RECORDS TO USE
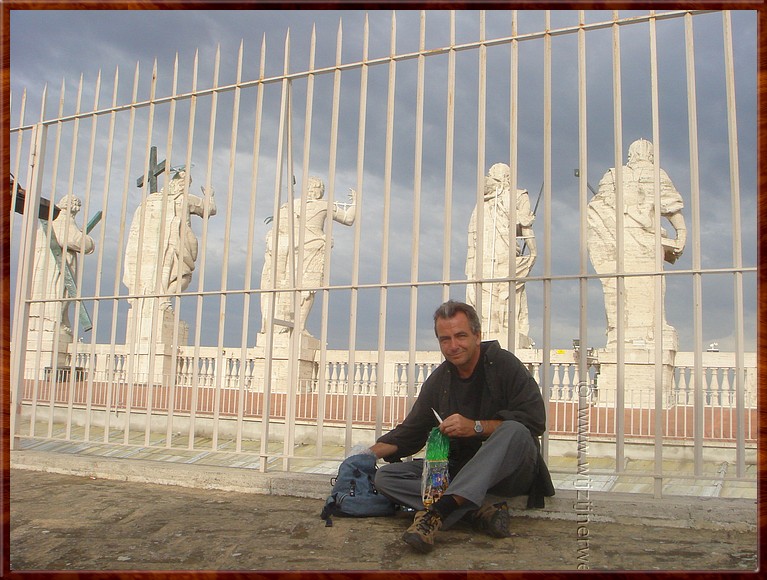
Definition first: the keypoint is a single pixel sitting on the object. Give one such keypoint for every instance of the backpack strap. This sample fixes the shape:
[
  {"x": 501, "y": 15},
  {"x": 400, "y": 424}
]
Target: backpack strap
[{"x": 328, "y": 510}]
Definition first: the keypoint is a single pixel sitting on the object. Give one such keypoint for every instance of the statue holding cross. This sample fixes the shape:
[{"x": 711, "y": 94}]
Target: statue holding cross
[
  {"x": 55, "y": 269},
  {"x": 160, "y": 256}
]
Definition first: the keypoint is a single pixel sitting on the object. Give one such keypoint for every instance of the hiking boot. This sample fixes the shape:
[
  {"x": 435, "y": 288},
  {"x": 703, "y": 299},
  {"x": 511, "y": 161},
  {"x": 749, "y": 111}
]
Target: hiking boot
[
  {"x": 420, "y": 535},
  {"x": 493, "y": 520}
]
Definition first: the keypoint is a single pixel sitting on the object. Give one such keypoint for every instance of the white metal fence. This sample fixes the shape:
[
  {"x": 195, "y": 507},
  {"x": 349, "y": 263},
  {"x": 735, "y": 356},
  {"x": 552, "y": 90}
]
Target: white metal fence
[{"x": 413, "y": 132}]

EXERCISE
Output each entry above word for word. The pictures stay out.

ANSWER FOR THE TASK
Definition first: the keypoint is a single pixel sitting on the object. Give one such keypoint for every instance of the backpack strap. This sample fixes the shape:
[
  {"x": 501, "y": 15},
  {"x": 400, "y": 424}
]
Target: backpack strap
[{"x": 328, "y": 510}]
Definition first: the keypoint is a single pixel sitting on the object. Give one such keypoint for every instance of the statue holding cross. This sample fixes the shape:
[{"x": 711, "y": 94}]
Target: statue holding cross
[
  {"x": 55, "y": 269},
  {"x": 160, "y": 256}
]
Definition first: the keypoint is a single pixel sitting on the object. Give one such keypoint for every instance of the hiking boot. This sample fixes the shape:
[
  {"x": 435, "y": 288},
  {"x": 703, "y": 299},
  {"x": 511, "y": 161},
  {"x": 749, "y": 111}
]
Target: hiking boot
[
  {"x": 420, "y": 535},
  {"x": 493, "y": 520}
]
Definition first: the keypoint is a single pixel sitting on the object. Give one such keypoint for every instance of the white metal fence. This sample fixes the shape:
[
  {"x": 195, "y": 507},
  {"x": 349, "y": 263},
  {"x": 735, "y": 356},
  {"x": 552, "y": 90}
]
Target: white metal fence
[{"x": 413, "y": 132}]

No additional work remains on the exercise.